*Task goal:*
Identify each line of the material below that contains the word "flower", and copy those lines in order.

(Object position labeling entries)
:::
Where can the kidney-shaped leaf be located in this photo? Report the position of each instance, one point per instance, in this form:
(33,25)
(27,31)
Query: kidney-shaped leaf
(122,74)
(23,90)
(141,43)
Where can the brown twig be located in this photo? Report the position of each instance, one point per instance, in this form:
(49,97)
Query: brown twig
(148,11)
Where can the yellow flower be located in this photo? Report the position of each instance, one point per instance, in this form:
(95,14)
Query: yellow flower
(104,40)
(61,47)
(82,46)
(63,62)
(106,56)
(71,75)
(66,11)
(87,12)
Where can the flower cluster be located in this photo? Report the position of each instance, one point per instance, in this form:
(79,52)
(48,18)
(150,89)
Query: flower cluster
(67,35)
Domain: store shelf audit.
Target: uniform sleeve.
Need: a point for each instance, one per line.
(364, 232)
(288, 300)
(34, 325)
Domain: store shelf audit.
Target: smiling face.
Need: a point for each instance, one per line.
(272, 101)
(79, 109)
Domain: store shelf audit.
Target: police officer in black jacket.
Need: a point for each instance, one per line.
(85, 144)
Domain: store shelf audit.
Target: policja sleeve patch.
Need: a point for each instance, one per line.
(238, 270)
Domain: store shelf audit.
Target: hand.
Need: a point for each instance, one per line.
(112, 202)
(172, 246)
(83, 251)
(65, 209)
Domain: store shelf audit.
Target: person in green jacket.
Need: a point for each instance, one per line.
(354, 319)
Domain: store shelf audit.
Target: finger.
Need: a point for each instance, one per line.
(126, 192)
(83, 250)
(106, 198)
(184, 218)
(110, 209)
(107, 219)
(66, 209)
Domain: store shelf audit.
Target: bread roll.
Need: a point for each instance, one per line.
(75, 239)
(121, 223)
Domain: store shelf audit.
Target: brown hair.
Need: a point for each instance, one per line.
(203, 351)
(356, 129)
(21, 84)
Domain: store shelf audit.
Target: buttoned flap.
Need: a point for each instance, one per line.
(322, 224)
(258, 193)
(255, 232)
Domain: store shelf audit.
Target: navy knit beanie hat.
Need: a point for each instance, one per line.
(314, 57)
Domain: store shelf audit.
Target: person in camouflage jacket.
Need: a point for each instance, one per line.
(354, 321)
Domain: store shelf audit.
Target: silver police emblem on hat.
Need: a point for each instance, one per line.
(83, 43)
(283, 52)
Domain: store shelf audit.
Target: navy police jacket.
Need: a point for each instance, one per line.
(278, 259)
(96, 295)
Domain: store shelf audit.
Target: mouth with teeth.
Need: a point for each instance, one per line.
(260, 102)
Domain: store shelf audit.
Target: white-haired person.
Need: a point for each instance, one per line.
:::
*Answer for the task:*
Where can the yellow flower be located in this photo? Report the position of each instance, one point per instance, in this form:
Query: yellow flower
Where can the flower cluster be located in this photo? Report the position of each instance, one point per instance, in this form:
Query: flower cluster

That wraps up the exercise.